When I've worked with graphical artists if the idea is tough to explain I usually include some rather awful mocks. I postulate in that regard Dalle could be used as an intermediary step to create visually appealing mocks for graphical designers to realise and expand upon.


This is what I thought as soon as I saw the blog post, but in reverse: as a tool for graphic artists.

My wife ended to turning her artistic abilities into a greetings cards / wedding stationery because her social anxiety and low self esteem make it extremely difficult for her to work through the process of figuring out what the customer actually wants and how much she should charge for a commission. The way she describes it, many customers think that they can give you a one-sentence request and get back exactly what's inside their head, except that there is nothing inside their head at all, just a very loose idea. Essentially, they want to flip through an infinite set of mock-ups (that they don't pay for) until they finally stab one with their finger and say "THIS!", but they have no idea in advance what "this" is. When they finally come to payment, they only want to pay for the time it took you to produce the final result, which is "just a simple design!"

_Work to do_
Reproduce the part of the comments about design mock-ups from "When I've worked" to "for graphic artists." word for word. Rely on nothing beyond the comments about design mock-ups.

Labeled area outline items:
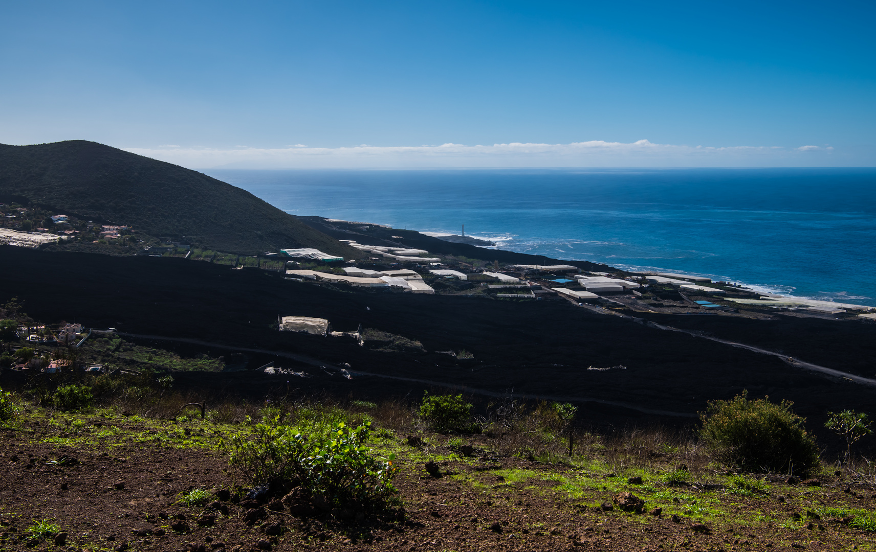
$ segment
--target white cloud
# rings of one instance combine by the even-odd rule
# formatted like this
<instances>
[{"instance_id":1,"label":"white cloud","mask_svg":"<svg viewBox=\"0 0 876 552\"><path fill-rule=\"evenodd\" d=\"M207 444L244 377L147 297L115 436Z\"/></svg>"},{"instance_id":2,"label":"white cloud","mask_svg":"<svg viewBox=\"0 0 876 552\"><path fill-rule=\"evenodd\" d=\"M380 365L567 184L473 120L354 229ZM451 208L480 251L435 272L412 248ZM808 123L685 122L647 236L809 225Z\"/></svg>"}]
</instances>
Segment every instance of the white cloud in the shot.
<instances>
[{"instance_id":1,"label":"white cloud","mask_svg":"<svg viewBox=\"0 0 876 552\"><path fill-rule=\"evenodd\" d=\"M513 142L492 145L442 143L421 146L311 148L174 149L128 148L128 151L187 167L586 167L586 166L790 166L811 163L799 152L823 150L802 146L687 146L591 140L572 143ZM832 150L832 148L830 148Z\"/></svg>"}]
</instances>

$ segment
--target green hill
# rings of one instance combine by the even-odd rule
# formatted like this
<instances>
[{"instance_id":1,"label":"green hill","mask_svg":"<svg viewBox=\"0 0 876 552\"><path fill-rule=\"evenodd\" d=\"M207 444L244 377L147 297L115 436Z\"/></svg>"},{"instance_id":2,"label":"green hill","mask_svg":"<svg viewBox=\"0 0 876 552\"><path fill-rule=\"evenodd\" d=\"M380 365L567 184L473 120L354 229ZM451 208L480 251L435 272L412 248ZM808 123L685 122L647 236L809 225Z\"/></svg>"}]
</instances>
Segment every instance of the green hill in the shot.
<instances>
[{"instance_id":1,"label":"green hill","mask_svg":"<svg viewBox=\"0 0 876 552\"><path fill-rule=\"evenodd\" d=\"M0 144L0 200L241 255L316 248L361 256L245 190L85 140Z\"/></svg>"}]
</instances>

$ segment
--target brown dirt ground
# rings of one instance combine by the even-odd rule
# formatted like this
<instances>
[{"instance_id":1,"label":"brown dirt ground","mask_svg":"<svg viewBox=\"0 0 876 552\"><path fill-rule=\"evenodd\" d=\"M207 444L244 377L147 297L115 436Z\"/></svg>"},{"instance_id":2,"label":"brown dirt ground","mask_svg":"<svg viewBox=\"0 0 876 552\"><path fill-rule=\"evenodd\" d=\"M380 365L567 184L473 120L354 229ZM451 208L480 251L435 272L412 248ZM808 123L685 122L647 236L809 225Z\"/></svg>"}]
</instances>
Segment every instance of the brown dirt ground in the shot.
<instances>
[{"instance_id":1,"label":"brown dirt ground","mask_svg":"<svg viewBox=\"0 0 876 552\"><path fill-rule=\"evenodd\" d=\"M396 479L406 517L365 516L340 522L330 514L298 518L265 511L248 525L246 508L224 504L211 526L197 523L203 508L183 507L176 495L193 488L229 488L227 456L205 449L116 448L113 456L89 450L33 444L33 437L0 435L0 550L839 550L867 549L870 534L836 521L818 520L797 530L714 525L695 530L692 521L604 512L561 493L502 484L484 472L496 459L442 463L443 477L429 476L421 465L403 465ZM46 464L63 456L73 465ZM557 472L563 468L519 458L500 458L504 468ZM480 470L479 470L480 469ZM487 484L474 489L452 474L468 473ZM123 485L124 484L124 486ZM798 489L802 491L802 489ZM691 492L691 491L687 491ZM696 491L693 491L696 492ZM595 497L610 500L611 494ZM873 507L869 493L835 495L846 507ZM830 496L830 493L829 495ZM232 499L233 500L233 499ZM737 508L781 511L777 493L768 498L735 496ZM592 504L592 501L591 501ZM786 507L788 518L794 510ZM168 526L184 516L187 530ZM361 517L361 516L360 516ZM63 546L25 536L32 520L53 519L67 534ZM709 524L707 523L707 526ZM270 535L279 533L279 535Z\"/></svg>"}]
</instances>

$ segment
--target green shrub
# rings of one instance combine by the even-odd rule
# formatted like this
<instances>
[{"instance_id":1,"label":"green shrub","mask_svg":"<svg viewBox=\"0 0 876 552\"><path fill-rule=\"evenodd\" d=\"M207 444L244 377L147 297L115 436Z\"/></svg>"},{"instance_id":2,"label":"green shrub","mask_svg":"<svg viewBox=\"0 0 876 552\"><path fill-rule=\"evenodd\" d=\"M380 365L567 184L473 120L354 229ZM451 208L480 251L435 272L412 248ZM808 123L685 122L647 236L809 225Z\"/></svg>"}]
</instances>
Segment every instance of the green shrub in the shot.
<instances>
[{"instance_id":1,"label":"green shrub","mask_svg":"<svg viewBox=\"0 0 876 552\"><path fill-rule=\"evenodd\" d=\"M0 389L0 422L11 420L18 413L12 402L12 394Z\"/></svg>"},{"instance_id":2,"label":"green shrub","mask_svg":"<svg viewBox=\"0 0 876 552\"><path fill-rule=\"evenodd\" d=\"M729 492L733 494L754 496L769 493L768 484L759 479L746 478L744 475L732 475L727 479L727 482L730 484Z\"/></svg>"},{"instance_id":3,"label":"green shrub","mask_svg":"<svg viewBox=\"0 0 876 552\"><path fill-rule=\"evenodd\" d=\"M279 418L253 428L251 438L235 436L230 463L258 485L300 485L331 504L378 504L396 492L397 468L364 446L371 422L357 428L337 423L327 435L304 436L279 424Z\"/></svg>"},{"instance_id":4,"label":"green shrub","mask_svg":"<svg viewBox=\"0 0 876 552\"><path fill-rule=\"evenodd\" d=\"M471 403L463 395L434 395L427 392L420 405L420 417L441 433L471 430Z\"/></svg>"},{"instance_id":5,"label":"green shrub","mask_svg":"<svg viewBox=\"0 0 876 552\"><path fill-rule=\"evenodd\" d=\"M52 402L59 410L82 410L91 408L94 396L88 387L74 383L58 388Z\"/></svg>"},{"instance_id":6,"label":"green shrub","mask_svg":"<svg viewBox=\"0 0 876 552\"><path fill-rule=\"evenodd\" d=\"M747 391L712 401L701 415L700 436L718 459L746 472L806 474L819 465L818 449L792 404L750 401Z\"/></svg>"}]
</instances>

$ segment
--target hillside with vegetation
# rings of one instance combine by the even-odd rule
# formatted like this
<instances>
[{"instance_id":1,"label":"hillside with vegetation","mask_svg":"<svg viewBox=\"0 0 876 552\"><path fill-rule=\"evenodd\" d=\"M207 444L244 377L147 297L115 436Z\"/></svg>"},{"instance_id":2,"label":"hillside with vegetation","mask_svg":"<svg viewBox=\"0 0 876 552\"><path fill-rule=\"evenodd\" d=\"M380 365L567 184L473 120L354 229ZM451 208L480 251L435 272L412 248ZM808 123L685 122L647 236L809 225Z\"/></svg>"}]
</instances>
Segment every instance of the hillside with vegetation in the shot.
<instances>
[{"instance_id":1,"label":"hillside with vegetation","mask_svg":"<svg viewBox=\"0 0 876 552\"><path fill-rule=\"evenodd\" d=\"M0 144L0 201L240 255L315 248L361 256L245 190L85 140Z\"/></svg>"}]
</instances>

_Task response_
When I've worked with graphical artists if the idea is tough to explain I usually include some rather awful mocks. I postulate in that regard Dalle could be used as an intermediary step to create visually appealing mocks for graphical designers to realise and expand upon.


This is what I thought as soon as I saw the blog post, but in reverse: as a tool for graphic artists.